■ Exercise objective:
Rescale the lines below: repeat all of them, wording included, but multiply every answer coordinate by 0.55 and round it to a whole number, with halves rounding up. Leave the sample coordinates in the wording unchanged, and leave out the pictures.

Position identification records
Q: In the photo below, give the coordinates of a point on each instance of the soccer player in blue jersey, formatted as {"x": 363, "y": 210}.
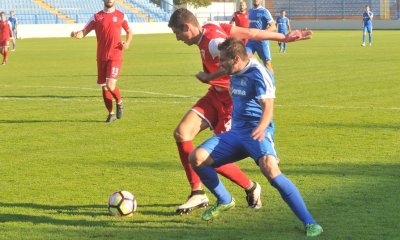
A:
{"x": 253, "y": 93}
{"x": 14, "y": 27}
{"x": 283, "y": 26}
{"x": 261, "y": 18}
{"x": 367, "y": 25}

■ Solution to this task:
Q: In the photo below, give the coordinates of a point on each instance of the soccer player in blue jersey, formatted as {"x": 363, "y": 210}.
A:
{"x": 139, "y": 51}
{"x": 8, "y": 15}
{"x": 156, "y": 14}
{"x": 144, "y": 10}
{"x": 202, "y": 14}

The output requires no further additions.